> Selected passage
━━━━━━━━━━

Mpumalanga woman asks for more consideration for people with disability during Covid-19 lockdown shopping.
Image: Wikimedia Common

A Mpumalanga woman has issued a plea to South Africans to show kindness to people with disabilities attempting to shop for essential groceries, while sharing an unhelpful experience of her own.

Michelle Schoeman told TimesLIVE that because she was on crutches, she attempted to join a queue she thought would serve the elderly, pregnant women and the disabled at a supermarket in Mashishing.

She took to social media to detail her experience, which she described as embarrassing.

“I attempted to go the shops. Here I am, a handicapped person. I jump out of the car and walk up to the police lady at the front of the queue and asked if I can go inside. And she said, ‘No, you can go to the back of the queue with everybody else, we only give preference to the elderly,” she recalled.

Shopping in SA kuyahlekisa toeeeeee😂🤦🏻‍♀️

Posted by Michelle Schoeman on Saturday, 4 April 2020

In disbelief, Schoeman wondered how the policewoman could not make an exception for her and waited a little longer.

“She just blatantly ignored me from there,” she said.

She recalled feeling humiliated.

“The stares from people... They looked at me as if I just wanted to skip the queue,” she said.

“I was quite upset, but more dumbfounded actually. I decided to just leave and go elsewhere because I am generally not a confrontational person,” she told TimesLIVE.

Schoeman has used her experience to urge fellow citizens to exercise patience and kindness to one another during the Covid-19 lockdown.

━━━━━━━━━━

> Data under study

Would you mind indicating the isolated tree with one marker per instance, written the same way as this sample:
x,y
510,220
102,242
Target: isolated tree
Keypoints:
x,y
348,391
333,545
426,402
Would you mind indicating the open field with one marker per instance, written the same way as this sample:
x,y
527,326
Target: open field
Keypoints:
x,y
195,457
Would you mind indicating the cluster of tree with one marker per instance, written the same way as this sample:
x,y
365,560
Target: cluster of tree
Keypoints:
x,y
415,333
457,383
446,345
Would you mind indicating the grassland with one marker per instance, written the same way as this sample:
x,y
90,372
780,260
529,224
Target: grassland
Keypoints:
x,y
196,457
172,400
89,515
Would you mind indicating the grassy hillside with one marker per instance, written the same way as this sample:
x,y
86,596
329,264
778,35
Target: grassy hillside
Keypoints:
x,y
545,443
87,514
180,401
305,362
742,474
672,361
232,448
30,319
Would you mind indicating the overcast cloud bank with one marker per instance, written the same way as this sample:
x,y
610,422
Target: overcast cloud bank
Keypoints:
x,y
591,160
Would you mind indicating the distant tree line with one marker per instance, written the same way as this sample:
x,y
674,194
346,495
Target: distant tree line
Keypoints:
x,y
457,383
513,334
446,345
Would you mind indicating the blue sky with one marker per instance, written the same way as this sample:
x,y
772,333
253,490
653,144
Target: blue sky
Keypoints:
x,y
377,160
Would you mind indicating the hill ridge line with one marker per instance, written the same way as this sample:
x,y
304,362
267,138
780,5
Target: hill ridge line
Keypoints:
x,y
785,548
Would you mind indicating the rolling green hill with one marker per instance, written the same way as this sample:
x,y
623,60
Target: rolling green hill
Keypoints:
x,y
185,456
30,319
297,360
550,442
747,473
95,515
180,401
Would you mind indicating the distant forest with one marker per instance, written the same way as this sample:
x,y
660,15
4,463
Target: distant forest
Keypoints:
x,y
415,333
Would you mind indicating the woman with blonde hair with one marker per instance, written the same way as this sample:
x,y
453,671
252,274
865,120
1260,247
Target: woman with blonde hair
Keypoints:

━━━━━━━━━━

> Task details
Continue the news story about the Mpumalanga woman on crutches who was sent to the back of a supermarket queue, starting right after its final sentence.

> Written response
“My people, this is a pandemic that we’re all facing, we need to be tolerant of each other, we cannot be so cruel and not be considerate of other people. Allowing someone [disabled] to get in before [them in the queue] is only human, it is not the end of the world,” she said in the video. 

“They are already disadvantaged due to their circumstances, we as humans would have failed our role in humanity to treat them with utmost respect, they didn’t ask to be there, we have it in our power to make their life a little easier for however brief that moment might be,” she told TimesLIVE. 

Her video has since gone viral with some Facebook users commending her ability to speak fluent Zulu and Tswana. 

Asked how she learnt the two native languages, she said she learnt the hard way years back as she had been employed as a general labourer and none of her colleagues would speak English or Afrikaans to her. 

Despite the not-so pleasant shopping experience, Schoeman said she was confident the country would overcome the pandemic.

“We’ll make it through, we’re resilient and we’re fun,” she added.